Records from a point labeling set:

** begin **

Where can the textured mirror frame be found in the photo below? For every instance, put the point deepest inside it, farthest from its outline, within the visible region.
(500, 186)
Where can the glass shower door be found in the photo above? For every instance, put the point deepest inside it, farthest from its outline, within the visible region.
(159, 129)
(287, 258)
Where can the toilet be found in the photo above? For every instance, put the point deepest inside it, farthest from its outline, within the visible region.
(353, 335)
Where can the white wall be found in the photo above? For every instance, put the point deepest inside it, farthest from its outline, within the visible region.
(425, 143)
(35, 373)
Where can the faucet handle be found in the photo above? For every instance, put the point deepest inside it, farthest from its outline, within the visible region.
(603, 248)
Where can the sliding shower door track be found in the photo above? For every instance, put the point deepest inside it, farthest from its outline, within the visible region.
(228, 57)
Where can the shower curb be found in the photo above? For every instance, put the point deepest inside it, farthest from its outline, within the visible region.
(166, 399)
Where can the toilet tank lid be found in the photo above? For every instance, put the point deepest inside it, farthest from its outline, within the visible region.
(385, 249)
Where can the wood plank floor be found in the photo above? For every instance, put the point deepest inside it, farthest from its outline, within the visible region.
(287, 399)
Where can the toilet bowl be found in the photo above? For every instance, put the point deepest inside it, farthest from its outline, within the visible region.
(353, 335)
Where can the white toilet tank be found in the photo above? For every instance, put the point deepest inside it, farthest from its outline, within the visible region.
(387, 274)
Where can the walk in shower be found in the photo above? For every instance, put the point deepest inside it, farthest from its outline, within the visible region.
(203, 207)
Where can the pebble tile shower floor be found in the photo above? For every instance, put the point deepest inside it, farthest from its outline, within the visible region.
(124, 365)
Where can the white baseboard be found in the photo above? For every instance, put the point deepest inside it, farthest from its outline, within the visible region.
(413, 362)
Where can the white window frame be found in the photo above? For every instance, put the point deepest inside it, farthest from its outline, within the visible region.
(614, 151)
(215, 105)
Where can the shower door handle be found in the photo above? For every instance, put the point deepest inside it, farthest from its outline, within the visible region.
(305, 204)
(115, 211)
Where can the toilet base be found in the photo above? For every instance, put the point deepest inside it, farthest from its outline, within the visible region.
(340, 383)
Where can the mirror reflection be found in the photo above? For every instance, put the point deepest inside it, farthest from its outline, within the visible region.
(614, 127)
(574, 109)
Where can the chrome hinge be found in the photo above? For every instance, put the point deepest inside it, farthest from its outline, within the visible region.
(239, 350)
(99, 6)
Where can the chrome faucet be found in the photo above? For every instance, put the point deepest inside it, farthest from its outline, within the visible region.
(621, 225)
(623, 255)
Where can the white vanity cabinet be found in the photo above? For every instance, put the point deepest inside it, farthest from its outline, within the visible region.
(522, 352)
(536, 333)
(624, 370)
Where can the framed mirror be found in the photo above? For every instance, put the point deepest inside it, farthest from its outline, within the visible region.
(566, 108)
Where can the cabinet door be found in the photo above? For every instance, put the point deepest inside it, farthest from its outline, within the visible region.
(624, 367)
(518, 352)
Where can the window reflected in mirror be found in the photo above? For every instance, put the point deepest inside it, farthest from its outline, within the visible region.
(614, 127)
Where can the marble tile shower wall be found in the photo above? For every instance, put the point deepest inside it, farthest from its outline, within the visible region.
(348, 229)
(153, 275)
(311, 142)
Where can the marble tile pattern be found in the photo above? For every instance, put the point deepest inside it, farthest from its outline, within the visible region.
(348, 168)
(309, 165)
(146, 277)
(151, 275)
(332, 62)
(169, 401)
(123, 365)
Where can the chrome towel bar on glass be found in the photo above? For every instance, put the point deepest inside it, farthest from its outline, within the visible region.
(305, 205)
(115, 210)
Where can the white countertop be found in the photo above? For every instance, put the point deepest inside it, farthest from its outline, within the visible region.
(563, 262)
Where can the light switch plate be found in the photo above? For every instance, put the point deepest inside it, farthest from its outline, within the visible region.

** end **

EXERCISE INSTRUCTIONS » Repeat exactly, and only, the lines from the line with "Where can the cabinet" through the end of the listing above, both ends included.

RESPONSE FOR THIS EXERCISE »
Where can the cabinet door be found in the photo above? For every instance, put the point deepest inside it, farthest from its outline, within the visible region.
(624, 367)
(518, 352)
Where can the window reflected in mirror be found in the photo above? For every instance, put the point deepest inside it, farthest from its outline, within the visible region.
(614, 127)
Where can the marble tile shower wall be found in the photo above? For every instance, put the point deepest inside it, farthest from its outline, within the visible region.
(348, 229)
(153, 275)
(311, 142)
Where can the marble tile pattern be found in the photo above? For every instance, put the point deepest inside it, farthest from its outline, within the visible region.
(348, 168)
(309, 165)
(146, 277)
(151, 275)
(332, 62)
(169, 401)
(123, 365)
Where can the chrome towel bar on glass be found in the photo above? For every instance, put the point deepest inside it, farthest from its outline, within the visible region.
(305, 205)
(115, 210)
Where can the white countertop be found in the photo above? For every instance, put the point deepest inside it, farthest from its outline, within the visible region.
(563, 262)
Where can the light switch plate be found in the photo above? For every instance, put the point deepest inside it, farthest from its outline, within the visible region.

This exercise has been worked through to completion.